### Exercise materials
________________________________________
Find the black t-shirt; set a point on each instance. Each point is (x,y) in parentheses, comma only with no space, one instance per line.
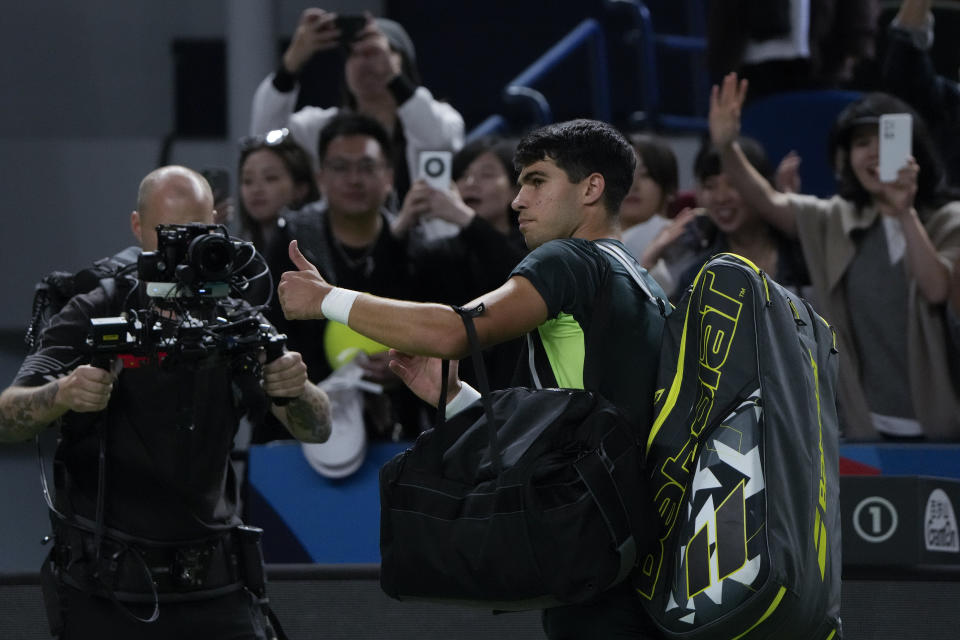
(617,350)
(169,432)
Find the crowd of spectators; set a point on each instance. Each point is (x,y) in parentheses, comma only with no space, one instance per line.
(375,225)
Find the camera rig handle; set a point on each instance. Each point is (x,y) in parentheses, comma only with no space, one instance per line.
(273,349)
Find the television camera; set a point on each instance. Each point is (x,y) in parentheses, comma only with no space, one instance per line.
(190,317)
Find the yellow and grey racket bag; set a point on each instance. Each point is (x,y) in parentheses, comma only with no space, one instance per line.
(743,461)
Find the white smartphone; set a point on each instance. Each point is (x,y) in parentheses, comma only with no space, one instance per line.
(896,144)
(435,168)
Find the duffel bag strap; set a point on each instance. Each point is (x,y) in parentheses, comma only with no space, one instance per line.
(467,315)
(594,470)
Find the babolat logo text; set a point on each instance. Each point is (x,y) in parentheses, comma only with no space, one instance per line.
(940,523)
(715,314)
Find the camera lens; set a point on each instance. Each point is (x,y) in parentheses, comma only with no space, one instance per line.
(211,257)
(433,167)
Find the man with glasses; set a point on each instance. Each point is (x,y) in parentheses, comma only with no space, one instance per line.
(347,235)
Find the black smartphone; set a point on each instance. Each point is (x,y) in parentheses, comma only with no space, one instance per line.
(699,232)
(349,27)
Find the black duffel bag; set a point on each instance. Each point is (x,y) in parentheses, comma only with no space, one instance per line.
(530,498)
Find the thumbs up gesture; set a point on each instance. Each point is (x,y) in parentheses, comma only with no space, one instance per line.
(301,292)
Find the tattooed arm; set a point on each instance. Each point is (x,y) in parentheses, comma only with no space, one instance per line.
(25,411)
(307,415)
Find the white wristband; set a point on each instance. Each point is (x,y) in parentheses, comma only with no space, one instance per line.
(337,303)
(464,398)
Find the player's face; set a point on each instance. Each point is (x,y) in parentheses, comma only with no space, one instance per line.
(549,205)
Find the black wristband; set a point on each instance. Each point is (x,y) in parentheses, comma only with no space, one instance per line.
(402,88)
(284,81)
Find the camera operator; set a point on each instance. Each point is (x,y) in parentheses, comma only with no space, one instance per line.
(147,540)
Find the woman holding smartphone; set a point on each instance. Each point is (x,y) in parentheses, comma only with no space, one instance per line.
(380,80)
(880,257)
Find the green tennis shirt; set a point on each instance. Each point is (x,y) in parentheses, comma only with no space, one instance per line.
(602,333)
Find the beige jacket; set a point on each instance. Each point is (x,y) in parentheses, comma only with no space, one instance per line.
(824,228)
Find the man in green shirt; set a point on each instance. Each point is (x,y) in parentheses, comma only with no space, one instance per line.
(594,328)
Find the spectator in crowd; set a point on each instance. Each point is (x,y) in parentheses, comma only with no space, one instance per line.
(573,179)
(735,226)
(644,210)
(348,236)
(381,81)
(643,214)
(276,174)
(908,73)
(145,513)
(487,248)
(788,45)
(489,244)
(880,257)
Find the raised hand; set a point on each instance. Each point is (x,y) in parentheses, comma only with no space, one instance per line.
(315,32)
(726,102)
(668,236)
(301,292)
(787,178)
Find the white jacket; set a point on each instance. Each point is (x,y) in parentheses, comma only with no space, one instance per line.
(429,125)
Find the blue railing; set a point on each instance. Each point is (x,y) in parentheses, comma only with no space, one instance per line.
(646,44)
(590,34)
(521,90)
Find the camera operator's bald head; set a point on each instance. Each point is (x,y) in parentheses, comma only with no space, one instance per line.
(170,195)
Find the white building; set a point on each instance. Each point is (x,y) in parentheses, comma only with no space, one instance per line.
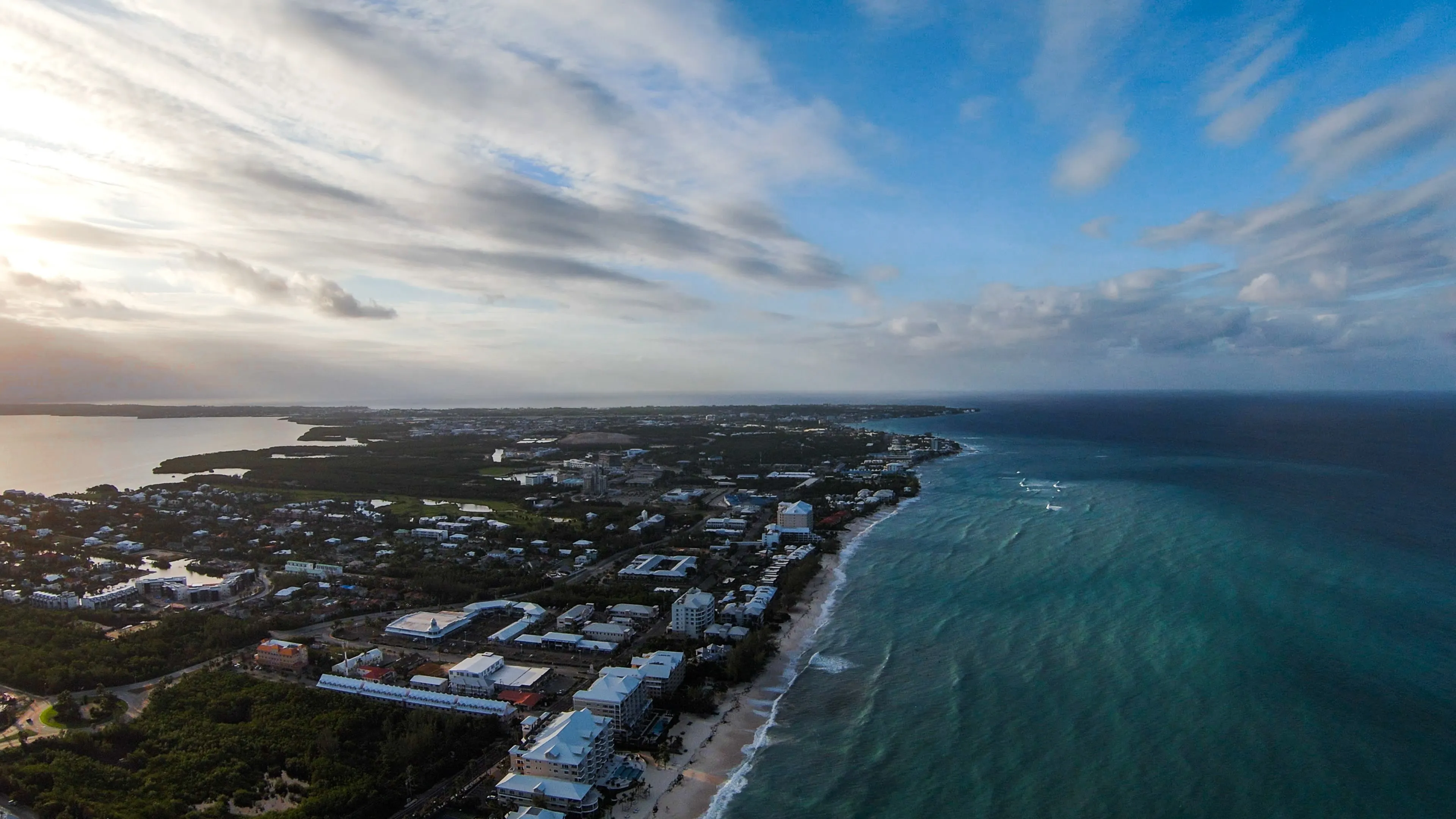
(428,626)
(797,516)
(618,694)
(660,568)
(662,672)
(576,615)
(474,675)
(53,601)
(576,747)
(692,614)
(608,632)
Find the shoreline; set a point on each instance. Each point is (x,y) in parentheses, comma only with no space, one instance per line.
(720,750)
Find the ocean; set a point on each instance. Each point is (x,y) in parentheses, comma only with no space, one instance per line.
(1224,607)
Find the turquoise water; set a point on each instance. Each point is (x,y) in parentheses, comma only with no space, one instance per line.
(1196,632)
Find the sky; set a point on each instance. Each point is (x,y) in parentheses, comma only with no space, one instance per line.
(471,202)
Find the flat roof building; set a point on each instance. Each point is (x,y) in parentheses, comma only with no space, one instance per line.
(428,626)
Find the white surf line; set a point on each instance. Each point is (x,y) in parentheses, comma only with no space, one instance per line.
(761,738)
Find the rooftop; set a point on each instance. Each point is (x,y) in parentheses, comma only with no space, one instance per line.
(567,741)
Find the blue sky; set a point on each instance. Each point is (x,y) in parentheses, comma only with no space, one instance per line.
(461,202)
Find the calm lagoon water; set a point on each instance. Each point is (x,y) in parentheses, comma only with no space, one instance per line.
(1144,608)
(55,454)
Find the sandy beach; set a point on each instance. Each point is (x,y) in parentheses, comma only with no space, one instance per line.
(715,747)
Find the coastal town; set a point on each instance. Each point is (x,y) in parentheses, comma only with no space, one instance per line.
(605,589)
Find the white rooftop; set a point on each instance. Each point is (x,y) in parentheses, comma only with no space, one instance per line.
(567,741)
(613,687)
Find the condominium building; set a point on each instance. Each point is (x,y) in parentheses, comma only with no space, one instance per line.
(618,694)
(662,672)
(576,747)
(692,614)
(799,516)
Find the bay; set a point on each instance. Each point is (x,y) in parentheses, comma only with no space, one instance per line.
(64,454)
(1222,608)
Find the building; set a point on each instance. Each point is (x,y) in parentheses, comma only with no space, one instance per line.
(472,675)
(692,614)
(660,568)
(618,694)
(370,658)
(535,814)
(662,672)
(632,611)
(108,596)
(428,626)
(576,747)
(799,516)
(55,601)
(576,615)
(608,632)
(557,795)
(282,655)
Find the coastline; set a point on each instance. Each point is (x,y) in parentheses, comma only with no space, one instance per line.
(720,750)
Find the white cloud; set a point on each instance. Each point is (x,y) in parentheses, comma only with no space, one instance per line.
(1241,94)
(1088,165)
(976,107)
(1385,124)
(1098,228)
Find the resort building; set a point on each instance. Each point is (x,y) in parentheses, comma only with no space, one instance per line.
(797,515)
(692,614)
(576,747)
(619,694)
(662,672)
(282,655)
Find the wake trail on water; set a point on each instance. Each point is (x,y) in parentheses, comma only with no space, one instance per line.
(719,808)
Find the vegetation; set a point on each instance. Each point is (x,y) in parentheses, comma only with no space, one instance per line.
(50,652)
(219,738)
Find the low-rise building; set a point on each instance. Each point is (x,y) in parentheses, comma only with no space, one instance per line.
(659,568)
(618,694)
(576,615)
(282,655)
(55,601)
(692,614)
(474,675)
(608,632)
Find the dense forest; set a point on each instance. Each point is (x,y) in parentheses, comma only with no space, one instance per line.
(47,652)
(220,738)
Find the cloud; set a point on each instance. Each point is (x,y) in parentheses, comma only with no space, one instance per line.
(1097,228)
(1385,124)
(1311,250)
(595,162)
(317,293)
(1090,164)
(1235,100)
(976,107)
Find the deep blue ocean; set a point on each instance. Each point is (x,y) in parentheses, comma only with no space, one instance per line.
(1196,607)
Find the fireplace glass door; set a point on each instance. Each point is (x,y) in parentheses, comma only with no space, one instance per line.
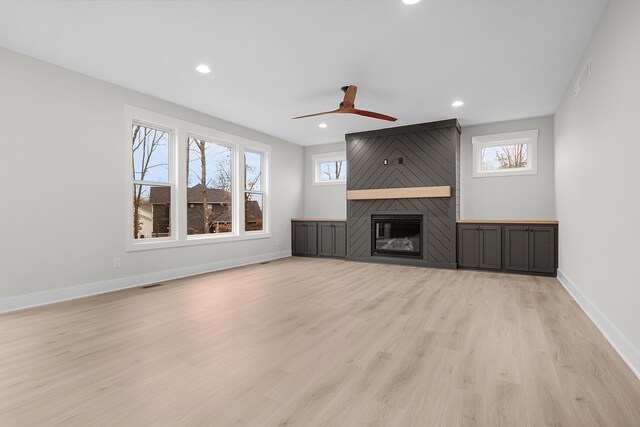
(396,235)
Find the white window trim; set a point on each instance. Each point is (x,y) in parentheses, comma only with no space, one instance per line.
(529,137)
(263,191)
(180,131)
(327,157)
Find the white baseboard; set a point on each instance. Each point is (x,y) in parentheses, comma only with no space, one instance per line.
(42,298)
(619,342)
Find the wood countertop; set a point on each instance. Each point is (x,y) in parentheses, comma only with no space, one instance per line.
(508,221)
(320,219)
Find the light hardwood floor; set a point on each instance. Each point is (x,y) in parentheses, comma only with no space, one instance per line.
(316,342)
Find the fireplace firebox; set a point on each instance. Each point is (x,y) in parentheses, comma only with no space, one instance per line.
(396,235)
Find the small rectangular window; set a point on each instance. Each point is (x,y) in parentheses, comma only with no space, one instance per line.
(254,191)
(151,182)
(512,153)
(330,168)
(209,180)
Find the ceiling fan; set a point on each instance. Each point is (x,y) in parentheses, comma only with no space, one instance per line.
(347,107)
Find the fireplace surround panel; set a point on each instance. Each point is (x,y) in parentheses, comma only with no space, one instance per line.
________________________________________
### Objective
Please write out the items again, starting at the line that has "Find the light" and ending after the last item, with "hearth" in place of "fireplace" and nothing else changed.

### Answer below
Find the light hardwood floor; set a point on each instance. Each point is (x,y) in parentheses, comma only with no space, one instance per line.
(316,342)
Find the hearth firebox; set a point on each instance. Each point is (x,y) in parentheses, comma only with no space, one instance per line.
(396,235)
Find the small rectangular window; set a point on each instance. Each point is (x,y) in parentheses, comma only with no space, one instance per line.
(254,191)
(151,182)
(512,153)
(330,168)
(209,180)
Find the ceiling fan; set a point on each instance. Each point is (x,y) in parentheses, comma only with no space, one instance per line.
(347,107)
Find the hearth surround panel; set a point on each instance. Each point is (x,y) in parentheses, comma only with no space, one instance per line.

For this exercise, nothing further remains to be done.